Image-grounded pointing data
⁂
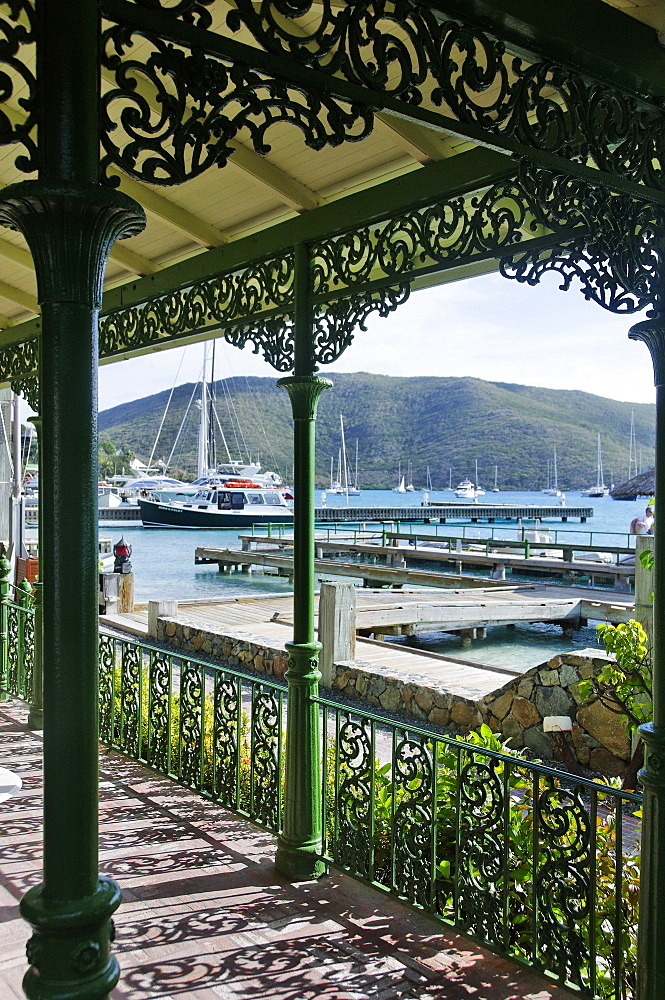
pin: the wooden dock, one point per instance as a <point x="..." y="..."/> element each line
<point x="443" y="512"/>
<point x="366" y="557"/>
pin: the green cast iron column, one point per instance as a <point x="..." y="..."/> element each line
<point x="651" y="953"/>
<point x="300" y="843"/>
<point x="36" y="713"/>
<point x="70" y="223"/>
<point x="5" y="571"/>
⁂
PROBLEM DESCRIPTION ::
Leaving the pictures out, give back each line above exactly.

WRITTEN SOLUTION ::
pin: the wooden dock, one point per instance as a <point x="..." y="..."/> element each line
<point x="443" y="512"/>
<point x="366" y="557"/>
pin: the green cast iron column, one point per instance as a <point x="..." y="..."/> element each line
<point x="651" y="953"/>
<point x="300" y="843"/>
<point x="36" y="713"/>
<point x="70" y="223"/>
<point x="5" y="571"/>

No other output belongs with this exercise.